Output exactly the lines below, starting with the line that has "Each instance receives one keypoint. Mark the sandy" and going on through the line that has "Each instance receives one keypoint. Mark the mountain", both included, and no other lines.

▶ **EXTRACTED ENTRIES**
_ _ _ _

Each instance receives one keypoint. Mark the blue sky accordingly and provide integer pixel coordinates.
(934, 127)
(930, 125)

_ _ _ _

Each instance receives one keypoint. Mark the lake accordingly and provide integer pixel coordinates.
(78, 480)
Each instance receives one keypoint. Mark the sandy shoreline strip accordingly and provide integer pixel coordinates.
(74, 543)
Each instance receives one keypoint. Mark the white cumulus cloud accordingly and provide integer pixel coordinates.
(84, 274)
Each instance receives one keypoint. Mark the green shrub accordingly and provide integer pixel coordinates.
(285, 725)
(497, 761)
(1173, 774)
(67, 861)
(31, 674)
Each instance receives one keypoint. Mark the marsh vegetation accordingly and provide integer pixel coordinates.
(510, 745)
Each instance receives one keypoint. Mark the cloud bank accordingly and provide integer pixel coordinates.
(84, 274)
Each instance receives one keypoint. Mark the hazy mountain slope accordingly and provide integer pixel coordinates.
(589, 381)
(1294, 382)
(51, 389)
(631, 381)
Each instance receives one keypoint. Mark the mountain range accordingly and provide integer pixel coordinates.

_ _ _ _

▶ **SOLUTION TO THIS PROBLEM**
Each instance receives one keypoint. Mark the sandy shoreline strip accordingly and provide integer pixel coordinates.
(74, 543)
Each instance receives one keypoint. Mark the white cumulus cloud accordingly and provide integer pixel coordinates.
(84, 274)
Each instance receives one keypoint. Mark the green shrub accordingly and provide integer pixel coordinates.
(285, 725)
(497, 761)
(1173, 774)
(67, 861)
(31, 674)
Each instance receives one keypoint. Mark the marsh vegetation accordingly and provide integer pixel coordinates.
(510, 745)
Each instance receives one keypoint. Mark the cloud bank accordingly and provide integer pixel coordinates.
(84, 274)
Each instance receives one keypoint. Mark the hazy mountain slope accordingly and provide integer pixel coordinates.
(589, 381)
(1294, 382)
(51, 389)
(631, 381)
Each instance receives one keypoint. Mark the mountain range accordingly and provide integer pixel coordinates.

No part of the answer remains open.